# Records provided

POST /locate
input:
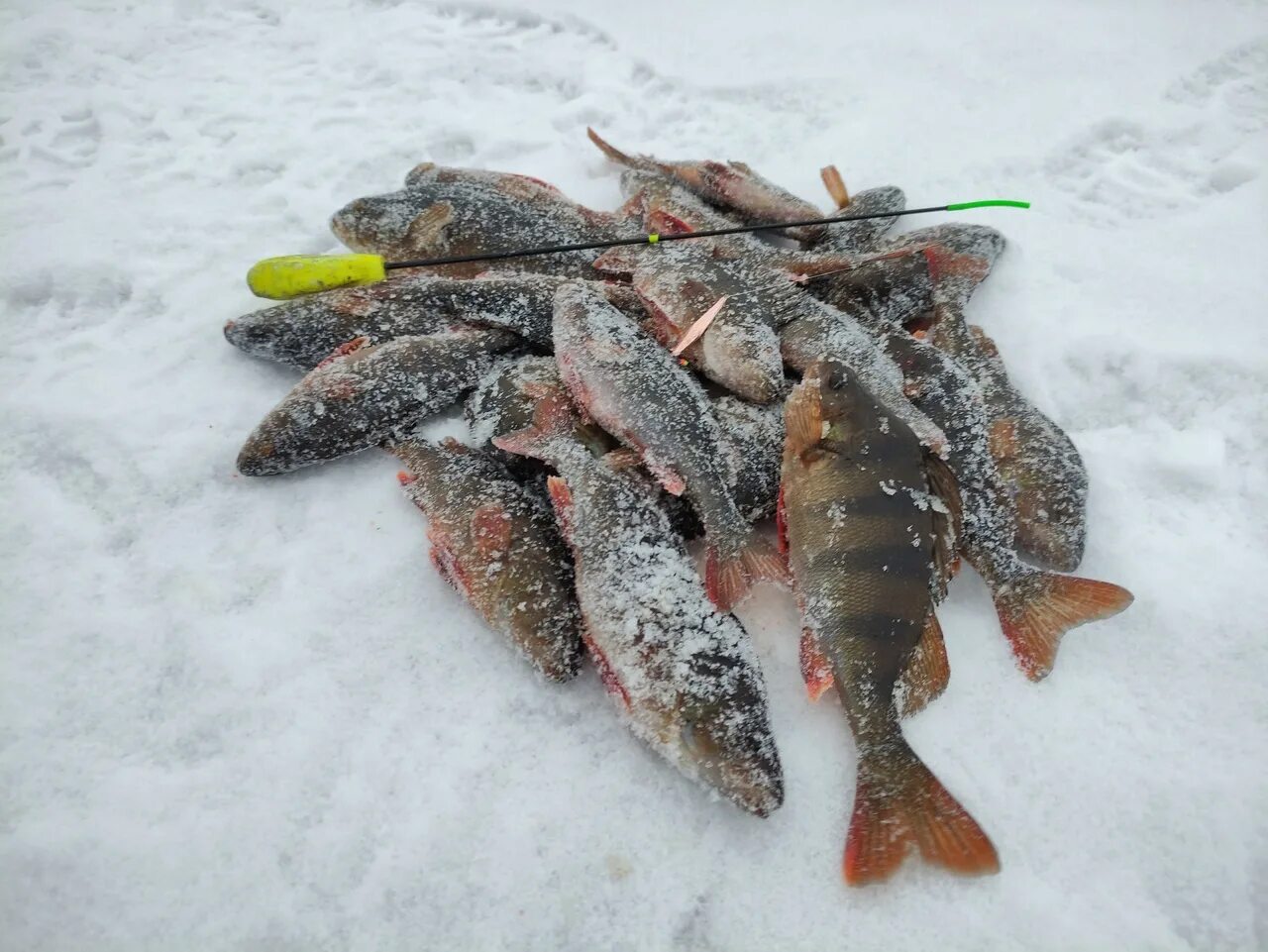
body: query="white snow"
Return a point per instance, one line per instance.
(248, 714)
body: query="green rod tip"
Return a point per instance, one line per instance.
(988, 203)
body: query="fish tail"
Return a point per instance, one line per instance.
(553, 420)
(620, 158)
(1036, 612)
(729, 580)
(815, 669)
(898, 805)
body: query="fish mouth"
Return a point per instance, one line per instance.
(259, 457)
(350, 225)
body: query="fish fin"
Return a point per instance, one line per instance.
(815, 669)
(899, 803)
(665, 476)
(782, 526)
(946, 525)
(927, 670)
(665, 223)
(955, 275)
(1036, 615)
(343, 350)
(561, 501)
(633, 208)
(802, 418)
(425, 231)
(836, 185)
(553, 418)
(623, 458)
(728, 581)
(1002, 439)
(491, 530)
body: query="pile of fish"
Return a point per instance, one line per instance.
(837, 388)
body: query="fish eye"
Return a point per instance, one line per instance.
(419, 171)
(837, 377)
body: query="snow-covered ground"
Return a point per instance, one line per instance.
(246, 714)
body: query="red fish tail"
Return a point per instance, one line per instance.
(900, 805)
(1036, 613)
(729, 580)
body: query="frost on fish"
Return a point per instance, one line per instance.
(739, 350)
(752, 439)
(732, 186)
(824, 331)
(960, 237)
(505, 399)
(362, 397)
(857, 237)
(683, 675)
(850, 513)
(1041, 467)
(496, 542)
(638, 392)
(303, 332)
(451, 212)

# What needs to be done
Could you set down the records above exactly, skipping any picture?

# Response
POST /locate
input:
body: query="white snow"
Return a point per instance, one line per instance.
(248, 714)
body: query="green rod tip"
Return a point per instance, one line per instance.
(988, 203)
body: query="fish tail"
Return a point per instance, one line per instance.
(553, 420)
(620, 158)
(1036, 612)
(729, 580)
(815, 669)
(898, 805)
body: query="fish mouth"
Return a point per instance, one line per instance.
(259, 457)
(350, 225)
body: query="fish fin"
Return a point per instance, one line per instance.
(815, 669)
(899, 803)
(665, 476)
(782, 526)
(946, 525)
(927, 670)
(665, 223)
(955, 275)
(1036, 615)
(343, 350)
(561, 501)
(633, 208)
(802, 418)
(425, 231)
(836, 185)
(553, 418)
(623, 458)
(728, 581)
(1002, 439)
(491, 530)
body: query="pile of fish"
Return a point per instance, one line per instance.
(837, 388)
body: query="fish eye"
Return a point per instance, one line per instance.
(419, 171)
(837, 377)
body: query="snow-covered ground"
Return a point per instance, one line per instance.
(246, 714)
body: query="red fish tail"
Return a point per instance, one line per instance.
(900, 805)
(1036, 613)
(729, 580)
body: query="frost on fish"
Return a point per instance, one line per instance.
(739, 350)
(752, 439)
(732, 186)
(824, 331)
(960, 237)
(505, 399)
(362, 397)
(857, 237)
(683, 675)
(850, 513)
(1041, 467)
(496, 542)
(638, 392)
(303, 332)
(451, 212)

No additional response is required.